## ACTIVITY
Reproduce the listing that follows, line for line.

## DATA FOR THE TASK
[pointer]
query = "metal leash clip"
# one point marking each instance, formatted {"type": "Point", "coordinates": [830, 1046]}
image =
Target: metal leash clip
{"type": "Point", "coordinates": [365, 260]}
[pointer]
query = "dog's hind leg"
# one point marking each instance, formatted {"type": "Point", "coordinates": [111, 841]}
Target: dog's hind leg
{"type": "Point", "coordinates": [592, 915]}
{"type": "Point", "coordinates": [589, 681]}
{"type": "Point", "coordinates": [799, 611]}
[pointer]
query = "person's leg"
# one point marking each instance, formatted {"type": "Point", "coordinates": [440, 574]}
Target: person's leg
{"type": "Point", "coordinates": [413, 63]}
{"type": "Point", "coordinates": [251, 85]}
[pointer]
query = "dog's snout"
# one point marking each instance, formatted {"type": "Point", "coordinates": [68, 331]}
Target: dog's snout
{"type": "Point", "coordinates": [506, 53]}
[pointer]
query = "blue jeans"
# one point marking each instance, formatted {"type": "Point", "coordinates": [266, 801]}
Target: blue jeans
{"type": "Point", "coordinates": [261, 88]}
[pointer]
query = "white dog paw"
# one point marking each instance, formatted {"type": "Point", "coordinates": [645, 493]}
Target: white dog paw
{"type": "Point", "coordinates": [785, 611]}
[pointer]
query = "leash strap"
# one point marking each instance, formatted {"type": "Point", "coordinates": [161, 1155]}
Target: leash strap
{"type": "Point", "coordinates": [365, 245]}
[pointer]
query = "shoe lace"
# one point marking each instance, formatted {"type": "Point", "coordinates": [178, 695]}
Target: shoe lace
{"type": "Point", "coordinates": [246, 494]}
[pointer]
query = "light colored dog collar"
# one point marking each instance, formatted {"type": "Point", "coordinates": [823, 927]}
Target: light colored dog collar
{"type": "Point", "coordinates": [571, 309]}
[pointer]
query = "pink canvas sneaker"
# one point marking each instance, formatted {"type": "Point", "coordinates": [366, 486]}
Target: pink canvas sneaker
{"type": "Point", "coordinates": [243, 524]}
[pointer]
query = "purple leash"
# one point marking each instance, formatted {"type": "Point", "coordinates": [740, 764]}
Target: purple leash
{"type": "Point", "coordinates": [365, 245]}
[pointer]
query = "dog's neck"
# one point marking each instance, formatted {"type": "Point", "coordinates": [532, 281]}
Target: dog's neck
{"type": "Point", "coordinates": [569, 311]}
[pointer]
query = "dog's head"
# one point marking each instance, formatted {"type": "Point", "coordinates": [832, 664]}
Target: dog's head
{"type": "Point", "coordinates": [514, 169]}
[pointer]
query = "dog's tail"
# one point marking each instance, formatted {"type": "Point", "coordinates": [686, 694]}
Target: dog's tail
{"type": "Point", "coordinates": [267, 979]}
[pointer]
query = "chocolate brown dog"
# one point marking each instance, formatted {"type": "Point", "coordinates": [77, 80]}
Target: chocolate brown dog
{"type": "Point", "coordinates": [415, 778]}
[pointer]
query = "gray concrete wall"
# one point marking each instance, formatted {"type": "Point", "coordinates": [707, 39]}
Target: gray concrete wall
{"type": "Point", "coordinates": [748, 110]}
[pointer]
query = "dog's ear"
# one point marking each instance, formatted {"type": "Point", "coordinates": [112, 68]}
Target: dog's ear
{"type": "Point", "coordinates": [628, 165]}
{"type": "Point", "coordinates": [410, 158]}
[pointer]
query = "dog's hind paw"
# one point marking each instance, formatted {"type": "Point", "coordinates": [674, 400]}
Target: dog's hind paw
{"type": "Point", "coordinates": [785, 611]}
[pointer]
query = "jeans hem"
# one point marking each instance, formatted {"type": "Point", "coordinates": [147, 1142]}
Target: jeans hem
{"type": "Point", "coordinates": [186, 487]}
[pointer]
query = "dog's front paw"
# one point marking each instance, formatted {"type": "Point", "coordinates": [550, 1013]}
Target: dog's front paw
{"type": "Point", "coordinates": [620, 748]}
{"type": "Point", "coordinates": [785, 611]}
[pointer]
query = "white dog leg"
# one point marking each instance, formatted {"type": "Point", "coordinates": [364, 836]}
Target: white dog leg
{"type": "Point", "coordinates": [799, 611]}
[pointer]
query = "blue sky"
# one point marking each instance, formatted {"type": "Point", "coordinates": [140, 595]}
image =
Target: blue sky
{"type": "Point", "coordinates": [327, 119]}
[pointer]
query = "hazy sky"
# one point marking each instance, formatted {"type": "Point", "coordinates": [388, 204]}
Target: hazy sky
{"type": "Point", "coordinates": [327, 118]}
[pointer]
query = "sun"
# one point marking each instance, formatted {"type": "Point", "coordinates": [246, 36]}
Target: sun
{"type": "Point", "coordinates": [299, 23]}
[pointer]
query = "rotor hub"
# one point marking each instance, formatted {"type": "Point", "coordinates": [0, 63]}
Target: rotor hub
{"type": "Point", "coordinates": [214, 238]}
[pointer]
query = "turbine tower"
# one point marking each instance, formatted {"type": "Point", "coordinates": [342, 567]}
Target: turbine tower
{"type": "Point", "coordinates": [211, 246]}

## SOLUTION BELOW
[pointer]
query = "metal leash clip"
# one point marking each instance, formatted {"type": "Point", "coordinates": [830, 1046]}
image =
Target: metal leash clip
{"type": "Point", "coordinates": [365, 260]}
[pointer]
query = "dog's hind leg"
# one point marking each instance, formatted {"type": "Point", "coordinates": [111, 841]}
Target: dog's hind leg
{"type": "Point", "coordinates": [592, 915]}
{"type": "Point", "coordinates": [589, 681]}
{"type": "Point", "coordinates": [799, 611]}
[pointer]
query = "person's leg"
# one point marking each instance, formatted {"type": "Point", "coordinates": [440, 574]}
Target: person's leg
{"type": "Point", "coordinates": [413, 63]}
{"type": "Point", "coordinates": [251, 85]}
[pointer]
query = "dog's snout"
# one point marking each instance, formatted {"type": "Point", "coordinates": [68, 331]}
Target: dog's snout
{"type": "Point", "coordinates": [506, 53]}
[pointer]
query = "blue jeans"
# one point marking each instance, formatted {"type": "Point", "coordinates": [266, 801]}
Target: blue jeans
{"type": "Point", "coordinates": [261, 88]}
[pointer]
query = "white dog paw"
# one point marking each instance, formatted {"type": "Point", "coordinates": [645, 493]}
Target: white dog paw
{"type": "Point", "coordinates": [785, 611]}
[pointer]
query = "leash strap"
# one point marking each instance, formatted {"type": "Point", "coordinates": [161, 1155]}
Target: leash strap
{"type": "Point", "coordinates": [365, 245]}
[pointer]
query = "shoe lace"
# one point marking each instance, formatted {"type": "Point", "coordinates": [178, 695]}
Target: shoe lace
{"type": "Point", "coordinates": [246, 494]}
[pointer]
query = "light colored dog collar"
# one point marking each instance, formatted {"type": "Point", "coordinates": [823, 927]}
Target: light colored dog collar
{"type": "Point", "coordinates": [571, 309]}
[pointer]
query = "pink canvas sneaker"
# one point marking each instance, formatted {"type": "Point", "coordinates": [366, 486]}
Target: pink canvas sneaker
{"type": "Point", "coordinates": [243, 524]}
[pointer]
query = "purple leash"
# one point marking each instance, formatted {"type": "Point", "coordinates": [740, 764]}
Target: purple leash
{"type": "Point", "coordinates": [365, 245]}
[pointer]
query = "dog's neck"
# one point marking each instance, formatted {"type": "Point", "coordinates": [532, 281]}
Target: dog's neck
{"type": "Point", "coordinates": [569, 311]}
[pointer]
query = "dog's head"
# one point marking each instance, formatted {"type": "Point", "coordinates": [832, 664]}
Target: dog's head
{"type": "Point", "coordinates": [514, 169]}
[pointer]
query = "dog's tail"
# one point marking each instance, formatted {"type": "Point", "coordinates": [686, 694]}
Target: dog's tail
{"type": "Point", "coordinates": [267, 979]}
[pointer]
query = "chocolate brown dog"
# one point marking each instance, formatted {"type": "Point", "coordinates": [77, 80]}
Target: chocolate brown dog
{"type": "Point", "coordinates": [415, 778]}
[pointer]
query = "gray concrete wall"
# one point marking each instance, formatted {"type": "Point", "coordinates": [707, 39]}
Target: gray concrete wall
{"type": "Point", "coordinates": [748, 110]}
[pointer]
query = "dog's ear"
# one point marking each instance, formatted {"type": "Point", "coordinates": [112, 68]}
Target: dog's ear
{"type": "Point", "coordinates": [628, 165]}
{"type": "Point", "coordinates": [410, 158]}
[pointer]
query = "dog's hind paw"
# one point marking each instance, formatted {"type": "Point", "coordinates": [674, 400]}
Target: dog's hind paw
{"type": "Point", "coordinates": [785, 611]}
[pointer]
query = "jeans hem"
# one point marking each instance, formatted {"type": "Point", "coordinates": [147, 1142]}
Target: jeans hem
{"type": "Point", "coordinates": [186, 487]}
[pointer]
query = "dog's front paw"
# one point marking each instance, formatted {"type": "Point", "coordinates": [550, 1013]}
Target: dog's front paw
{"type": "Point", "coordinates": [620, 748]}
{"type": "Point", "coordinates": [785, 611]}
[pointer]
query = "white dog leg"
# one point marking each instance, formatted {"type": "Point", "coordinates": [364, 836]}
Target: white dog leg
{"type": "Point", "coordinates": [799, 611]}
[pointer]
query = "blue sky"
# one point marking each instance, formatted {"type": "Point", "coordinates": [140, 595]}
image =
Target: blue sky
{"type": "Point", "coordinates": [327, 119]}
[pointer]
query = "hazy sky"
# one point marking each instance, formatted {"type": "Point", "coordinates": [388, 204]}
Target: hazy sky
{"type": "Point", "coordinates": [327, 118]}
[pointer]
query = "sun"
# one point marking each instance, formatted {"type": "Point", "coordinates": [246, 36]}
Target: sun
{"type": "Point", "coordinates": [299, 23]}
[pointer]
query = "rotor hub"
# one point marking each instance, formatted {"type": "Point", "coordinates": [0, 63]}
Target: rotor hub
{"type": "Point", "coordinates": [214, 238]}
[pointer]
query = "turbine tower"
# one point marking each instance, formatted {"type": "Point", "coordinates": [342, 567]}
Target: turbine tower
{"type": "Point", "coordinates": [211, 246]}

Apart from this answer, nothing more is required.